**Given records:**
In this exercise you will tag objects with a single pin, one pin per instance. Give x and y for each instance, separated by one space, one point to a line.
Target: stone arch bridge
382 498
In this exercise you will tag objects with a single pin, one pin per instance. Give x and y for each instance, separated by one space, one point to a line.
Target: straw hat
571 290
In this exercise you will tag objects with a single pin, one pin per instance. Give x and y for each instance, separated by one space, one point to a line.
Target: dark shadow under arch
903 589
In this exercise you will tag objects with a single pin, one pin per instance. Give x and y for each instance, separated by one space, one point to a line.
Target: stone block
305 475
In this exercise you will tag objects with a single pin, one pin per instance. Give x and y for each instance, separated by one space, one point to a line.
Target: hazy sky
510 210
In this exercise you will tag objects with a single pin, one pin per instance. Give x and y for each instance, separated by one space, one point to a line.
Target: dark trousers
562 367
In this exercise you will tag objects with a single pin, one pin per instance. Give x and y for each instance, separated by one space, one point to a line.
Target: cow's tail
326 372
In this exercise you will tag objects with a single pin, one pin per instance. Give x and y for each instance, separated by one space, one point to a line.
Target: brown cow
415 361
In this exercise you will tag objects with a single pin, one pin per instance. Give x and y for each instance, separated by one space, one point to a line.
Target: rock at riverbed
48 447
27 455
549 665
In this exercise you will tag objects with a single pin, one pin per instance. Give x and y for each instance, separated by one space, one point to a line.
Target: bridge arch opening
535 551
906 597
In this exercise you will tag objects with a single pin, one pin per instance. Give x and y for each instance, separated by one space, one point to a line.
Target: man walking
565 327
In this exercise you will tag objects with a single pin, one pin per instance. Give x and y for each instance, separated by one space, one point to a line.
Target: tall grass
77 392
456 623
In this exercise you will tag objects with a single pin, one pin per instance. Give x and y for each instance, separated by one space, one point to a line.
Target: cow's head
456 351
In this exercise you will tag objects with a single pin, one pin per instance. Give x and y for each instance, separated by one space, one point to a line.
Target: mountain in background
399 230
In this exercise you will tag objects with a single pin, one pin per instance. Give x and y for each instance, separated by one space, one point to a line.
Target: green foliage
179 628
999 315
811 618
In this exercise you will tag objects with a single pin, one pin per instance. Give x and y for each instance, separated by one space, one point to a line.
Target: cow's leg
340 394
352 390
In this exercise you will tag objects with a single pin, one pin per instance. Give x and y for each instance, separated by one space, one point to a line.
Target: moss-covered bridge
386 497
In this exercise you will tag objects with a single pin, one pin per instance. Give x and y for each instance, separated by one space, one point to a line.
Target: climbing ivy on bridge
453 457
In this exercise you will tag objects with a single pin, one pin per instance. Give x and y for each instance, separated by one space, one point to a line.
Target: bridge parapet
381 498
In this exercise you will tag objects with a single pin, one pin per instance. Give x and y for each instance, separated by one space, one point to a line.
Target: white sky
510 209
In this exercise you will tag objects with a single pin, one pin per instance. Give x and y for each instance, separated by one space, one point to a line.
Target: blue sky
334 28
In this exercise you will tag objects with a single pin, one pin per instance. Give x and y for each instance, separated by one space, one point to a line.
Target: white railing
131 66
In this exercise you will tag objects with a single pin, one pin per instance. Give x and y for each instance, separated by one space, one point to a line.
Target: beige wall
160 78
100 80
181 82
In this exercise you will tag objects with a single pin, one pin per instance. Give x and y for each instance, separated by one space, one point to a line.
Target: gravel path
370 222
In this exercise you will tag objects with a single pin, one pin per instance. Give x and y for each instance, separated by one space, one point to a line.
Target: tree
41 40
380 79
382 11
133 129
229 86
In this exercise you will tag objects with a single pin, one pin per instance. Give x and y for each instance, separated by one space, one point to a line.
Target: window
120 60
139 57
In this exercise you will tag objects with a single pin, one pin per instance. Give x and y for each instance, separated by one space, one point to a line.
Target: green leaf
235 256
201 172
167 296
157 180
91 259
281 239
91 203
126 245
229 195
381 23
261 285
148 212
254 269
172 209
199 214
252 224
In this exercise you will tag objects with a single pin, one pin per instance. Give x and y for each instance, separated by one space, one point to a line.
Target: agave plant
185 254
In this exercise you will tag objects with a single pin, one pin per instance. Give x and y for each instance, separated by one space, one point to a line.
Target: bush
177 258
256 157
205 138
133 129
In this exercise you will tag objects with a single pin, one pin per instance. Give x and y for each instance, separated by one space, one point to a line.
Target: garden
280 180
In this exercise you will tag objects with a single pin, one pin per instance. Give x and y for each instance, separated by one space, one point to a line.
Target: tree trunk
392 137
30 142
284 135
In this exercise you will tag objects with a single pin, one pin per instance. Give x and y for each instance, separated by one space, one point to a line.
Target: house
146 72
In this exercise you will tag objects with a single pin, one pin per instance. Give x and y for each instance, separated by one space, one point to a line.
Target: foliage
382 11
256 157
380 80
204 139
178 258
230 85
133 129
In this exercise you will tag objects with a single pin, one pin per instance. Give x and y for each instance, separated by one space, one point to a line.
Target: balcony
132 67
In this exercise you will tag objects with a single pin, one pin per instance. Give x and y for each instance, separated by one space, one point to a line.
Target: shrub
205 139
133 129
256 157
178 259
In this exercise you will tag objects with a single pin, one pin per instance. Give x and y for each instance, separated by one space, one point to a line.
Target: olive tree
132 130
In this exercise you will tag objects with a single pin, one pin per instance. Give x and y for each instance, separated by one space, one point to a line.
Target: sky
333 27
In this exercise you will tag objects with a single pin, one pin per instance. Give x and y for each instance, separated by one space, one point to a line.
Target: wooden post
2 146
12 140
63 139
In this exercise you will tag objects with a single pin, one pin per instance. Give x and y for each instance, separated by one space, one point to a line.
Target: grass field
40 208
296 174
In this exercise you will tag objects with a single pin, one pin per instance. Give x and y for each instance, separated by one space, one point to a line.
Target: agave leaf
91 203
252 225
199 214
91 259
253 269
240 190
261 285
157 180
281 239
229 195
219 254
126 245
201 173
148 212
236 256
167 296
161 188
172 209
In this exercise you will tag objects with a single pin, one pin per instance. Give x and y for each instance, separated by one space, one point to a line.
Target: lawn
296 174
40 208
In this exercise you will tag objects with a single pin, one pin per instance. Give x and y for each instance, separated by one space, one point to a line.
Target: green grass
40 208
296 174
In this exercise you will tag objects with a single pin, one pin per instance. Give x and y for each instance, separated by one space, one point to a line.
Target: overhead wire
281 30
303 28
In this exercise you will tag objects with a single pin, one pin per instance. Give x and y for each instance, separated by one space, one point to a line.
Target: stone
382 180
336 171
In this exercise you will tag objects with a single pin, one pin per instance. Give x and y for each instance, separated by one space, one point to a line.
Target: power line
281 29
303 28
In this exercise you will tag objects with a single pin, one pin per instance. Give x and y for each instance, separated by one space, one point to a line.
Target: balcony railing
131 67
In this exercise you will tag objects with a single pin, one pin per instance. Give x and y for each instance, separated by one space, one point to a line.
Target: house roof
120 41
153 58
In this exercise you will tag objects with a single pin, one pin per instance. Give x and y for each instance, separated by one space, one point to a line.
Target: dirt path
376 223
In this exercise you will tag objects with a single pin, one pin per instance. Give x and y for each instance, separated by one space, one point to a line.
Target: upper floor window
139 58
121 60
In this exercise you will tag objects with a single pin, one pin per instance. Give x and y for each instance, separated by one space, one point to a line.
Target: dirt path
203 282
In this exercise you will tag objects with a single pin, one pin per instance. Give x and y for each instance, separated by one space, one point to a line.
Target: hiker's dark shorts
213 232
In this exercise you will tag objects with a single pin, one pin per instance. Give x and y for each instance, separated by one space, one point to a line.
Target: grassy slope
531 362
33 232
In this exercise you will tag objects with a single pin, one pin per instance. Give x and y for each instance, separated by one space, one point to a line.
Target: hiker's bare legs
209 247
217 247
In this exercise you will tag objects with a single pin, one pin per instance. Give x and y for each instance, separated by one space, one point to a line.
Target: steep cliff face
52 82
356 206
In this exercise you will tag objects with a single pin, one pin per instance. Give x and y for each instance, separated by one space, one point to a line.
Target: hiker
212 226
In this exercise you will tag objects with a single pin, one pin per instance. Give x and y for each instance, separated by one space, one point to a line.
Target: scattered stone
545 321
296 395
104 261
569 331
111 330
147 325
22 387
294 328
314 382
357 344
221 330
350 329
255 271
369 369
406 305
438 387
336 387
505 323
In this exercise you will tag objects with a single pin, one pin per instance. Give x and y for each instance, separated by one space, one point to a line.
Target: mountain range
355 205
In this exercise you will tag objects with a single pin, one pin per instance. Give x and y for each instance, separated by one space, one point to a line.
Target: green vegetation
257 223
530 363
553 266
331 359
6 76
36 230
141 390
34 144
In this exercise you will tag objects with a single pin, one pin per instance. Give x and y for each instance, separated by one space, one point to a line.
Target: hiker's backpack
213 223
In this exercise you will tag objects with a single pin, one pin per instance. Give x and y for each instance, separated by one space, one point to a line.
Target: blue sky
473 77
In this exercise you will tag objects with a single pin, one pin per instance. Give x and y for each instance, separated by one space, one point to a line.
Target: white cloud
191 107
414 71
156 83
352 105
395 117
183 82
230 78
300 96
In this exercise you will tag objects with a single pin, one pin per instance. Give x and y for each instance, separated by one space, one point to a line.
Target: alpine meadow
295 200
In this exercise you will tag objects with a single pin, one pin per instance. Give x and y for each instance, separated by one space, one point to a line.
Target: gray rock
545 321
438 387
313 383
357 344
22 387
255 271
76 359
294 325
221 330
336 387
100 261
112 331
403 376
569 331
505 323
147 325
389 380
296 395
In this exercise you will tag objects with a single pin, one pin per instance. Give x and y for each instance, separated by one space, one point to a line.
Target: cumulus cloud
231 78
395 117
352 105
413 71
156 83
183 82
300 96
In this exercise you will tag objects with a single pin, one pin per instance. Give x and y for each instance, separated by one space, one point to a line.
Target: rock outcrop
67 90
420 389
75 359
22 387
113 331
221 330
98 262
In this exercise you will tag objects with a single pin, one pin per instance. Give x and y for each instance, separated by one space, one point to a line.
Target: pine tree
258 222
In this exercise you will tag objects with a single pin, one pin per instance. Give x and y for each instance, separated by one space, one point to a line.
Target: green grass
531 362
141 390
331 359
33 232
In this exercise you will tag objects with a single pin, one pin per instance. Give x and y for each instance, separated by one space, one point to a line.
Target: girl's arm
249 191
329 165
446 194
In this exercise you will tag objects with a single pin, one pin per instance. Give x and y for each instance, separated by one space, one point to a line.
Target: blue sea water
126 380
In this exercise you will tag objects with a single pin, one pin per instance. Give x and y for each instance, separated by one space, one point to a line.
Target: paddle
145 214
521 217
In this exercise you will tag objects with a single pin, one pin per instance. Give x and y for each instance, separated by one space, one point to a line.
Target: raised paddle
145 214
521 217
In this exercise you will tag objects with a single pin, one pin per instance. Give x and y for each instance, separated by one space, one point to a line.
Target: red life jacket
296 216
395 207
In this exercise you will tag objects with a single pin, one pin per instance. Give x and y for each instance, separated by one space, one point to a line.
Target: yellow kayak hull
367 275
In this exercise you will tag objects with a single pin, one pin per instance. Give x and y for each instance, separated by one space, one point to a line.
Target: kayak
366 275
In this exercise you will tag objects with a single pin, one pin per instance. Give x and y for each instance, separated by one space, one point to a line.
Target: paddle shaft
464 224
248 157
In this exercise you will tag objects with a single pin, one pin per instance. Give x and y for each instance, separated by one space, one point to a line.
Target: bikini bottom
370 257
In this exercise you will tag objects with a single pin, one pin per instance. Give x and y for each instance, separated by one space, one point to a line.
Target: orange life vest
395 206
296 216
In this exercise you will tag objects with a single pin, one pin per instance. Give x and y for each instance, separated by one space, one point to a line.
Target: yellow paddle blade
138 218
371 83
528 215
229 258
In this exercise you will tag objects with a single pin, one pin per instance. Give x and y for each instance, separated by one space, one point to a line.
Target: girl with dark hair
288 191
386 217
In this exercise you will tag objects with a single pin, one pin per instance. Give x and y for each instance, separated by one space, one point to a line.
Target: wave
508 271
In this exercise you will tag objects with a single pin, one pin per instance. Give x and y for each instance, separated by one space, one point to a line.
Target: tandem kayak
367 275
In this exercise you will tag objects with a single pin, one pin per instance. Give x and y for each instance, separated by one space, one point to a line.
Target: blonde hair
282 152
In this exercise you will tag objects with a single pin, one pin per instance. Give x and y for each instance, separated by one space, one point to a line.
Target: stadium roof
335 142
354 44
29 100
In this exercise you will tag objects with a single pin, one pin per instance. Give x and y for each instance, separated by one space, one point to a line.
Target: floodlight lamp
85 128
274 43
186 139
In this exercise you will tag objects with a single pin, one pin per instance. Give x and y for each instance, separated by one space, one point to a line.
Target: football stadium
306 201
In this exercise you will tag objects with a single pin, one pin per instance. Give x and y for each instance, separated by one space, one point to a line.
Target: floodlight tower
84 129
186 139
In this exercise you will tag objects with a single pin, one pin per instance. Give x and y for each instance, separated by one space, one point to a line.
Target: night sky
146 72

**Your goal:** Reproduce the lines from the one containing "Target: football stadium" to the end of the entries, keeping both ends and adding nothing.

**Exercise answer:**
Target: football stadium
306 201
In this exercise you will tag objects with a single pin, one pin per instance. Give x and y for each instance, separated by one space, one point to a line.
Target: floodlight tower
84 129
186 139
In this exercise you will tag objects with a single pin, one pin per instance. Give x and y for each instance, separated by one space, one point to a line.
Target: night sky
146 72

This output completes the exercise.